## [TASK MATERIAL]
━━━━━━━━━━━━━━━━━━━━━━━━━━━━━━
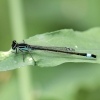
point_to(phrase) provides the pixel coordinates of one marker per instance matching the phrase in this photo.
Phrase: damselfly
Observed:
(23, 47)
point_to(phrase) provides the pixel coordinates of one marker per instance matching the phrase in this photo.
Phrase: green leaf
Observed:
(85, 42)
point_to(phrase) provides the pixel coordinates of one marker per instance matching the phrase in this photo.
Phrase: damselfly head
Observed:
(14, 44)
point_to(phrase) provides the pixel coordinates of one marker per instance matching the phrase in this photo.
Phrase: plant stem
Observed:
(19, 33)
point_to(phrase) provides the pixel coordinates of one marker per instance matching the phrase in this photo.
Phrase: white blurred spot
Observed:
(30, 59)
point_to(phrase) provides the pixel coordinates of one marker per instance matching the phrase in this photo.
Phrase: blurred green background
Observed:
(20, 19)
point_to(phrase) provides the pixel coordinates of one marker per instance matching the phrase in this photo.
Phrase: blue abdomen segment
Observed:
(23, 48)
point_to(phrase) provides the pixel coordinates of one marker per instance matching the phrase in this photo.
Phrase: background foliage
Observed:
(21, 19)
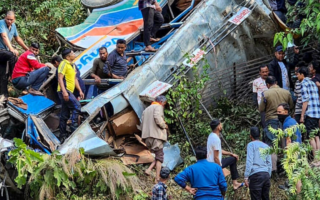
━━━━━━━━━━━━━━━━━━━━━━━━━━━━━━
Exclude the images and copy every record above exactly.

## [FINISHED EXERCISE]
point_to(phrase) provides the pixel coordinates of one marker per instance matching the phrase in this photo.
Phrase: damselfly
Observed:
(23, 47)
point_to(phrase) provides the pixel coordinates of one marker per instance matching the phrase in this photo.
Phrase: green leaf
Observed:
(85, 42)
point_to(phrase) provides the pixel coordinates of one marker per instance matching the phrase in this photo.
Phrase: damselfly head
Observed:
(14, 44)
point_to(phrase) provides the pixel coordinates of one marker per instance matching the phrase in this photo.
Phrase: plant stem
Observed:
(19, 33)
point_to(phrase) provides the pixel coordinates of one marker per instance matching the phrase in this photo.
Phrase: white blurred spot
Observed:
(30, 59)
point_to(phrase) provides the pixel coordinates of one marker per instance matching the phrase in this photo.
Phrase: blurred green background
Observed:
(20, 19)
point_to(phrase) provides the pixel coordinates of one marker per instance matching the phrase in this photo.
Phrase: blue abdomen segment
Observed:
(23, 48)
point_to(phrase) provides the pixel coordinates of one marker per instance matching the phrase in this photo.
Phrase: background foliage
Observed:
(21, 19)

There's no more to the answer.